What is required:
Your answer should consist of the lines below that hold the word "clicks".

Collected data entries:
-------------------------

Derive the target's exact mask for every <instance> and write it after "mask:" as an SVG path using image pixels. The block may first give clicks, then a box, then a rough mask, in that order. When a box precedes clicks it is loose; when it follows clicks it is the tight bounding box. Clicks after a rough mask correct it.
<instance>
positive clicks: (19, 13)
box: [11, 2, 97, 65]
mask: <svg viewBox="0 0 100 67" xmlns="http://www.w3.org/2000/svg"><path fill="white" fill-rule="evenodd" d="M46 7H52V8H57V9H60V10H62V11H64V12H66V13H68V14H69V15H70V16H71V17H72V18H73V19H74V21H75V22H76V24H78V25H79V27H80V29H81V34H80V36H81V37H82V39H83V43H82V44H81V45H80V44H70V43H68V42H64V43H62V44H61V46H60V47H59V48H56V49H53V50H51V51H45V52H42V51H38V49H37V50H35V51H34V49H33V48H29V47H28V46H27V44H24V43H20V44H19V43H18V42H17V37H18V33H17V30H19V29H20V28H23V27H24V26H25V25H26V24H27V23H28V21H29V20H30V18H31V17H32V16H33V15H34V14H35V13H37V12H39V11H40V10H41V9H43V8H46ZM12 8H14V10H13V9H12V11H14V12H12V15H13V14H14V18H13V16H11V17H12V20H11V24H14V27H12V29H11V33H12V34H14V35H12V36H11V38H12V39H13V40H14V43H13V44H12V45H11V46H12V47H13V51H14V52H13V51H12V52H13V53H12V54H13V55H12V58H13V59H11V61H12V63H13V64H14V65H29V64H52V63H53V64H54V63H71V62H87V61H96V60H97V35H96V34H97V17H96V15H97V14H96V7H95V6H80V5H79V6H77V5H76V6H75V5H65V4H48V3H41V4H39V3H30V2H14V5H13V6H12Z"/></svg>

-------------------------

Exercise answer:
Derive the target's exact mask for every <instance> and write it after "mask:" as an SVG path using image pixels. The block may first give clicks, then a box, then a rough mask, in that order. When a box precedes clicks it is loose; when it follows clicks it is the tight bounding box. Clicks after a rough mask correct it.
positive clicks: (19, 13)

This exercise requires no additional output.